# Unable to log in audax forum (new) on audax UK



## afl2 (22 May 2014)

Has anyone else had trouble logging into the audax uk forum ???
Tried several times and no joy.
Thanks


----------



## Pro Tour Punditry (22 May 2014)

you need to use your member number and password to log in, but if you have done that then I can't help further

edit - I can't even find it again on the webpage! It's well hidden.


----------



## mcshroom (22 May 2014)

Explained over on YACF - https://yacf.co.uk/forum/index.php?topic=82114.0

Basically your User name is your membership number (without the letter), and your password is the first 8 characters of the password you use to log into the main AUK site. Oh, and there's no capitals in the forum one.


----------



## the_mikey (22 May 2014)

Just the number of your username (ignore any letter prefix) and your password (use lower case letters only).

I have just tested it and it works for me.


----------



## afl2 (23 May 2014)

Sorry again but have logged in ok with my user name and password to audax uk ok no hassle but when using the link and entering the same details I get no joy!!


----------



## afl2 (23 May 2014)

afl2 said:


> Sorry again but have logged in ok with my user name and password to audax uk ok no hassle but when using the link and entering the same details I get no joy!!


Have reset password and have now successfully logged in.
many thanks


----------



## Pro Tour Punditry (23 May 2014)

afl2 said:


> Have reset password and have now successfully logged in.
> many thanks



Was it worth it?


----------



## afl2 (24 May 2014)

Marmion said:


> Was it worth it?


Hopefully. Need to use it as much as cycle chat!!


----------

= What you will do =
A. Answer these about the login thread:
(i) According to mcshroom, how many characters of the main AUK site password make up the forum password?
(ii) What did afl2 do that led to a successful login?
(iii) What does afl2 say the forum needs to be used as much as?
B. Reproduce the part of the login thread starting with "Explained over on" and going on through "works for me.".
The listing that comes next isn't needed for anything here.

= Given data =
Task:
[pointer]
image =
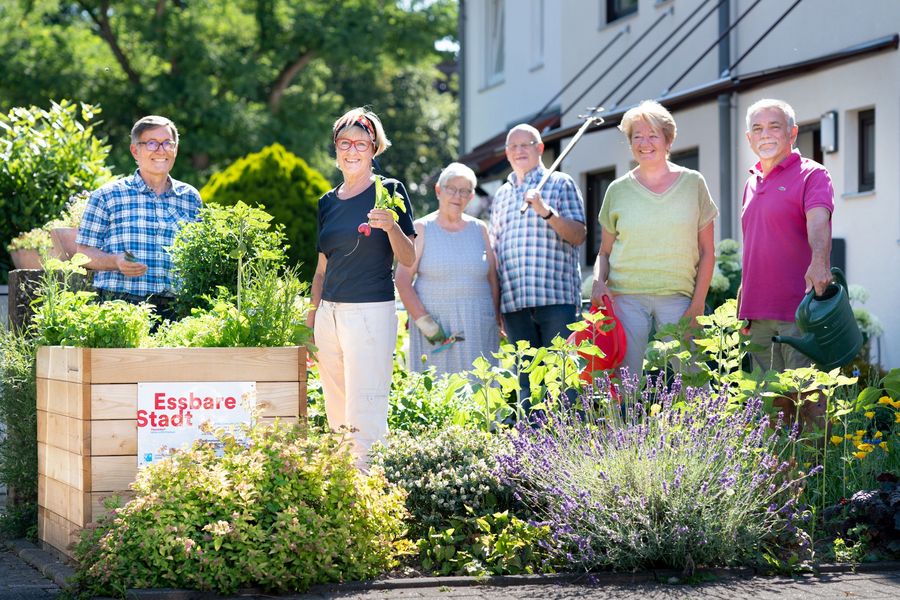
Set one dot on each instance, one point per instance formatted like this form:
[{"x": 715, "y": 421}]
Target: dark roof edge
[{"x": 708, "y": 91}]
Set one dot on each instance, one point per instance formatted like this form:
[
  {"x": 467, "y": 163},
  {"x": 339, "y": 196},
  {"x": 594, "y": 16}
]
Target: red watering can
[{"x": 611, "y": 341}]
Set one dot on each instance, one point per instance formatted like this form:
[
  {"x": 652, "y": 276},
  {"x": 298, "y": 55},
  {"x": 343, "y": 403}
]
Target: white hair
[
  {"x": 765, "y": 103},
  {"x": 535, "y": 134}
]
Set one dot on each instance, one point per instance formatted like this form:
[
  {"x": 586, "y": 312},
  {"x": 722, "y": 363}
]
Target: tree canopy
[{"x": 237, "y": 75}]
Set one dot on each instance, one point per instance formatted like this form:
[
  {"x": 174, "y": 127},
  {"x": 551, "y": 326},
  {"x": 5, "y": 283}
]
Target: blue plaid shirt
[
  {"x": 537, "y": 267},
  {"x": 127, "y": 215}
]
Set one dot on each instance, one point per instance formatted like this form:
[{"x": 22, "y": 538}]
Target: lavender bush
[{"x": 680, "y": 481}]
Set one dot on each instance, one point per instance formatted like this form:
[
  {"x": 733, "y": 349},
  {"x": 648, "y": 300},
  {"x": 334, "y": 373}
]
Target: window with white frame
[
  {"x": 537, "y": 34},
  {"x": 494, "y": 42},
  {"x": 866, "y": 150}
]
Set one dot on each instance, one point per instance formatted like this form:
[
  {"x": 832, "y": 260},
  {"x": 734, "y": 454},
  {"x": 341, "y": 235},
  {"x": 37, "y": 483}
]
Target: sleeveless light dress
[{"x": 452, "y": 283}]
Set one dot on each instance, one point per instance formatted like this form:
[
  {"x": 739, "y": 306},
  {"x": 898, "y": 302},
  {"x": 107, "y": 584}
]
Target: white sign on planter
[{"x": 170, "y": 414}]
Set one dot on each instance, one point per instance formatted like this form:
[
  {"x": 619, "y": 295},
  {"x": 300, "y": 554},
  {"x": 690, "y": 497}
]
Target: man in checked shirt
[
  {"x": 537, "y": 250},
  {"x": 129, "y": 223}
]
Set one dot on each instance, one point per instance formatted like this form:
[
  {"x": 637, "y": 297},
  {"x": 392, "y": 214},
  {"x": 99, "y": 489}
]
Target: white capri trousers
[{"x": 356, "y": 344}]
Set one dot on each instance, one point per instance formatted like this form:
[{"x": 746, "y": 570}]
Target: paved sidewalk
[{"x": 21, "y": 581}]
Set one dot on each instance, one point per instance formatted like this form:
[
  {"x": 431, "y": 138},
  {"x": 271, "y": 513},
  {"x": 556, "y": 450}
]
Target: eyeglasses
[
  {"x": 525, "y": 146},
  {"x": 153, "y": 145},
  {"x": 459, "y": 192},
  {"x": 345, "y": 144}
]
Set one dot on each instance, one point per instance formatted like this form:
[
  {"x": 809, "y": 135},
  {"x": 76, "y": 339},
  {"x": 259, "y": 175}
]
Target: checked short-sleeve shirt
[
  {"x": 126, "y": 215},
  {"x": 537, "y": 267}
]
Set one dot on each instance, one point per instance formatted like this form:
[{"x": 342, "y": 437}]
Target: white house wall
[{"x": 525, "y": 87}]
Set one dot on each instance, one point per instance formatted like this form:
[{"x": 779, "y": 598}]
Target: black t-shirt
[{"x": 358, "y": 273}]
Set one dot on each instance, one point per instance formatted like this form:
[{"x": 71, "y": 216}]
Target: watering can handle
[{"x": 607, "y": 302}]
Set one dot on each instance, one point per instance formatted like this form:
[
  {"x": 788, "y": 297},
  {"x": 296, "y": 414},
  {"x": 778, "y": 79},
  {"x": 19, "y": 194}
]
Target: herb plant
[{"x": 282, "y": 513}]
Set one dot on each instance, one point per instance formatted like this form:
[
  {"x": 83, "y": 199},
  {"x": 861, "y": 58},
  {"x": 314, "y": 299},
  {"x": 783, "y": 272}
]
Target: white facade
[{"x": 576, "y": 30}]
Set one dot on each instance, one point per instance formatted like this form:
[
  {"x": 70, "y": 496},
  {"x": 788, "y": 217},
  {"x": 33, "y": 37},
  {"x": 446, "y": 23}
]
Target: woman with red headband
[{"x": 353, "y": 314}]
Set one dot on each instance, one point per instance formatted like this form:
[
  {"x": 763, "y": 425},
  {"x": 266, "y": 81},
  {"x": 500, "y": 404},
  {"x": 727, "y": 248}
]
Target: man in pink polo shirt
[{"x": 786, "y": 222}]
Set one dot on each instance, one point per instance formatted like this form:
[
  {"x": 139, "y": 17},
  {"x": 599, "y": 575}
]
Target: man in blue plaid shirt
[
  {"x": 537, "y": 250},
  {"x": 129, "y": 224}
]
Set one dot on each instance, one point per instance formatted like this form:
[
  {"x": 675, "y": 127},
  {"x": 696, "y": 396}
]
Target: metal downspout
[{"x": 461, "y": 61}]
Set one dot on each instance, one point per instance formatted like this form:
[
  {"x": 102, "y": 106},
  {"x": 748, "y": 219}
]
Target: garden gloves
[{"x": 431, "y": 329}]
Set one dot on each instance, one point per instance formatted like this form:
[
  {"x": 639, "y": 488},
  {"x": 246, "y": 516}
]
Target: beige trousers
[{"x": 356, "y": 360}]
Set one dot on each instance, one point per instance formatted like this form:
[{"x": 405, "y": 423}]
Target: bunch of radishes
[{"x": 384, "y": 200}]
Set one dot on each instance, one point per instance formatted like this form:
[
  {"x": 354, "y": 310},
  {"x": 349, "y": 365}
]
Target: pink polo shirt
[{"x": 776, "y": 249}]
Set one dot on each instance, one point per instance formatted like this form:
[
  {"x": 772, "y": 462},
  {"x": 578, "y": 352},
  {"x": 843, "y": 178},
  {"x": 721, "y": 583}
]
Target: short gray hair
[
  {"x": 780, "y": 105},
  {"x": 454, "y": 170},
  {"x": 152, "y": 122},
  {"x": 535, "y": 134}
]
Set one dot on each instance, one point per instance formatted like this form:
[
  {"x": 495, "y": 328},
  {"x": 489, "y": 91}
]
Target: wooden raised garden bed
[{"x": 87, "y": 417}]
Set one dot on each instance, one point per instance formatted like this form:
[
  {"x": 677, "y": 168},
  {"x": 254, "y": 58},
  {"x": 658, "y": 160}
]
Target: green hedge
[
  {"x": 286, "y": 186},
  {"x": 46, "y": 156}
]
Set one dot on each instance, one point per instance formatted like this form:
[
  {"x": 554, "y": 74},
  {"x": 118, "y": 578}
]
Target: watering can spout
[{"x": 806, "y": 344}]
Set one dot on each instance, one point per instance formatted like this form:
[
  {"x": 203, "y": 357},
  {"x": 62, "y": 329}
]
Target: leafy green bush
[
  {"x": 285, "y": 511},
  {"x": 493, "y": 544},
  {"x": 67, "y": 317},
  {"x": 726, "y": 277},
  {"x": 210, "y": 253},
  {"x": 444, "y": 471},
  {"x": 287, "y": 187},
  {"x": 18, "y": 444},
  {"x": 271, "y": 312},
  {"x": 45, "y": 157},
  {"x": 33, "y": 239}
]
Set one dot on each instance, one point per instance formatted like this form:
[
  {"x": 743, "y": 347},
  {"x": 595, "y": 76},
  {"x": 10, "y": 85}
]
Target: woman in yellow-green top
[{"x": 657, "y": 251}]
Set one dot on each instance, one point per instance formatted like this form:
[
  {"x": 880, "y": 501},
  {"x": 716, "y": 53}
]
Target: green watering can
[{"x": 831, "y": 335}]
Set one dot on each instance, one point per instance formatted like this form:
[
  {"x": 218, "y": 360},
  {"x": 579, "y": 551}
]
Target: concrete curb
[{"x": 60, "y": 573}]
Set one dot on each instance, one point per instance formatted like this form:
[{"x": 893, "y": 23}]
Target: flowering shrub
[
  {"x": 444, "y": 471},
  {"x": 680, "y": 483},
  {"x": 285, "y": 512}
]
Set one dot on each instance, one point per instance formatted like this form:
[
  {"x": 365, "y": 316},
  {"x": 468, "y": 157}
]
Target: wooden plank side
[
  {"x": 112, "y": 473},
  {"x": 130, "y": 365},
  {"x": 66, "y": 433},
  {"x": 98, "y": 502},
  {"x": 63, "y": 363},
  {"x": 278, "y": 399},
  {"x": 114, "y": 401},
  {"x": 114, "y": 438},
  {"x": 63, "y": 397},
  {"x": 57, "y": 531},
  {"x": 64, "y": 500},
  {"x": 68, "y": 468}
]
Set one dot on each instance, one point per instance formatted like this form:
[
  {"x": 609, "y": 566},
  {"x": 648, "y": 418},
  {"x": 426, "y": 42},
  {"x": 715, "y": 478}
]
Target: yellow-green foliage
[{"x": 286, "y": 186}]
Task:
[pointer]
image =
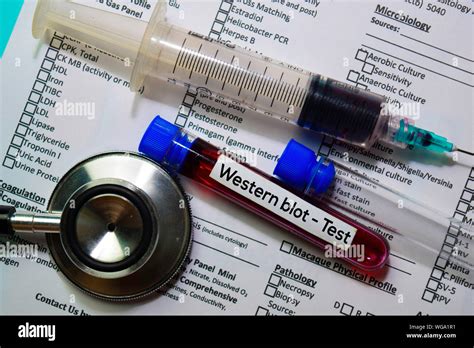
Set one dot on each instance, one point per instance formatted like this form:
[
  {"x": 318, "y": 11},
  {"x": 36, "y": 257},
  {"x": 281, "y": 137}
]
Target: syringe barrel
[
  {"x": 158, "y": 50},
  {"x": 262, "y": 84},
  {"x": 104, "y": 30}
]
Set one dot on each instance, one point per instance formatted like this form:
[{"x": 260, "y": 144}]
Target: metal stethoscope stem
[{"x": 117, "y": 225}]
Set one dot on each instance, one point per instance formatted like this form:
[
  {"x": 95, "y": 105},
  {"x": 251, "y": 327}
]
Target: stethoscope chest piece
[{"x": 125, "y": 226}]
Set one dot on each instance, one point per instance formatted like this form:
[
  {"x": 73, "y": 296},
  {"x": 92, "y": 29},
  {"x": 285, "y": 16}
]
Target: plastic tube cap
[
  {"x": 165, "y": 143},
  {"x": 300, "y": 168}
]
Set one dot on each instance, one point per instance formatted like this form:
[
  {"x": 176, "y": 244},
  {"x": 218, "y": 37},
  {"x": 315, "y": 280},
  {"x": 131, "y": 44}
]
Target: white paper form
[{"x": 239, "y": 263}]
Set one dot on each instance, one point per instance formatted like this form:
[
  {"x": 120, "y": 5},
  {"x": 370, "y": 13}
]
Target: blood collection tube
[
  {"x": 264, "y": 195},
  {"x": 390, "y": 211}
]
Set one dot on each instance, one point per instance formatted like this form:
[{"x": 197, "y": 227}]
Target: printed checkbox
[
  {"x": 443, "y": 254},
  {"x": 437, "y": 273},
  {"x": 34, "y": 97},
  {"x": 51, "y": 53},
  {"x": 47, "y": 64},
  {"x": 225, "y": 6},
  {"x": 353, "y": 76},
  {"x": 448, "y": 248},
  {"x": 17, "y": 140},
  {"x": 184, "y": 110},
  {"x": 26, "y": 119},
  {"x": 217, "y": 27},
  {"x": 462, "y": 207},
  {"x": 21, "y": 129},
  {"x": 346, "y": 309},
  {"x": 13, "y": 151},
  {"x": 270, "y": 291},
  {"x": 30, "y": 108},
  {"x": 467, "y": 196},
  {"x": 362, "y": 55},
  {"x": 43, "y": 75},
  {"x": 9, "y": 162},
  {"x": 188, "y": 100},
  {"x": 286, "y": 247},
  {"x": 39, "y": 86},
  {"x": 441, "y": 263},
  {"x": 368, "y": 68},
  {"x": 56, "y": 43},
  {"x": 428, "y": 296},
  {"x": 261, "y": 311},
  {"x": 221, "y": 16},
  {"x": 59, "y": 35},
  {"x": 432, "y": 284},
  {"x": 470, "y": 184},
  {"x": 454, "y": 231},
  {"x": 450, "y": 240},
  {"x": 181, "y": 121},
  {"x": 274, "y": 280}
]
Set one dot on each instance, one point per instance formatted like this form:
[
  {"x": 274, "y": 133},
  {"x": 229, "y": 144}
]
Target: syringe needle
[{"x": 464, "y": 151}]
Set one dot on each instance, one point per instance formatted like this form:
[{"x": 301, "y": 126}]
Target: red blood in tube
[{"x": 198, "y": 165}]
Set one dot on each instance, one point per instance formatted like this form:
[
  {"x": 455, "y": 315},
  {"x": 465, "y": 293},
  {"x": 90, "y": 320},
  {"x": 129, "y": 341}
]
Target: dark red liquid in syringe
[{"x": 202, "y": 158}]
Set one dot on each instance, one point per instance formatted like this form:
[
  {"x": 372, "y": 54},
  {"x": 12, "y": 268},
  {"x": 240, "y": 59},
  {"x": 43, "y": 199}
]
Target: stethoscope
[{"x": 118, "y": 225}]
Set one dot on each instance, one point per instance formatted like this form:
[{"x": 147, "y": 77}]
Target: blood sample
[{"x": 264, "y": 195}]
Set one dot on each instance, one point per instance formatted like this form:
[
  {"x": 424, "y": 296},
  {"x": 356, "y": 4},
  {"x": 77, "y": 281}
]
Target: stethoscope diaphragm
[{"x": 124, "y": 226}]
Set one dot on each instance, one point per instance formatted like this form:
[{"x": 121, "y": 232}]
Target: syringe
[{"x": 163, "y": 51}]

= Set of answers =
A.
(i) The first 8 characters.
(ii) afl2 reset the password.
(iii) Cycle chat.

B.
Explained over on YACF - https://yacf.co.uk/forum/index.php?topic=82114.0

Basically your User name is your membership number (without the letter), and your password is the first 8 characters of the password you use to log into the main AUK site. Oh, and there's no capitals in the forum one.


----------



## the_mikey (22 May 2014)

Just the number of your username (ignore any letter prefix) and your password (use lower case letters only).

I have just tested it and it works for me.